SOURCE EXTRACT
11. A circuit for controlling a bias voltage generator providing a prescribed bias voltage to a semiconductor device, comprising: a first resistive element having first and second electrodes, the first electrode being coupled for receiving a prescribed first voltage; a variable resistive unit coupled to the second electrode of the first resistor; a first transistor having first and second electrodes, said first and second electrodes being coupled to the variable resistive unit; a control unit that controls a resistance of the variable resistive unit; a second transistor having first and second electrodes and a control electrode, the control electrode and the first electrode coupled for receiving an output of said variable resistive unit, and the second electrode being coupled to the semiconductor device for receiving a a voltage level of the semiconductor device based on the prescribed bias voltage generated by the bias voltage generator, wherein a voltage level of said output of said variable resistive unit is based on the resistance of said variable resistive unit, wherein the control electrode of the first transistor is coupled to the output of the variable resistive unit, and wherein said variable resistive unit comprises, a plurality of resistors coupled in series, and a plurality of first switches coupled in series, each corresponding first switch being coupled to each corresponding resistor in parallel, wherein said plurality of first switches are opened or closed by the control unit to vary the resistance of the variable resistance unit so that the prescribed bias voltage is independent of the prescribed first voltage when the prescribed first voltage is greater than a threshold value; a second switch coupled to the first electrode of said first transistor; and a third switch coupled to the second electrode of said first transistor wherein said second and third switches are further coupled to corresponding nodes between said plurality of resistors coupled in series to vary the resistance of the variable resistive unit.
12. The circuit of claim 11, further comprising: a third transistor having first and second electrodes and a control electrode, the first and second electrodes being coupled to the first electrode of said second transistor and the variable resistive unit, respectively, and the control electrode of the third transistor being coupled for receiving a second prescribed voltage; and an inverter having an input electrode coupled to the output of said variable resistive unit, and an output electrode coupled to the control electrode of said second transistor.

INFORMATION SUPPLIED

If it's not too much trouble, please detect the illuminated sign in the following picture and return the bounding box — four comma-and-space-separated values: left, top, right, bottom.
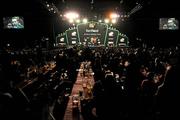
77, 22, 108, 46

WRITTEN PROBLEM 1
Which transistors do the bias circuit claims name?
WRITTEN PROBLEM 2
Answer these from the bias circuit claims:
(a) What does the control unit control?
(b) What is the control electrode of the third transistor coupled to receive?
(c) How is each first switch coupled to its corresponding resistor?
The material comes from a separate source and is unrelated to the bias circuit claims.

FULL SOLUTION 1
- First transistor
- Second transistor
- Third transistor

FULL SOLUTION 2
(a) The resistance of the variable resistive unit.
(b) A second prescribed voltage.
(c) In parallel.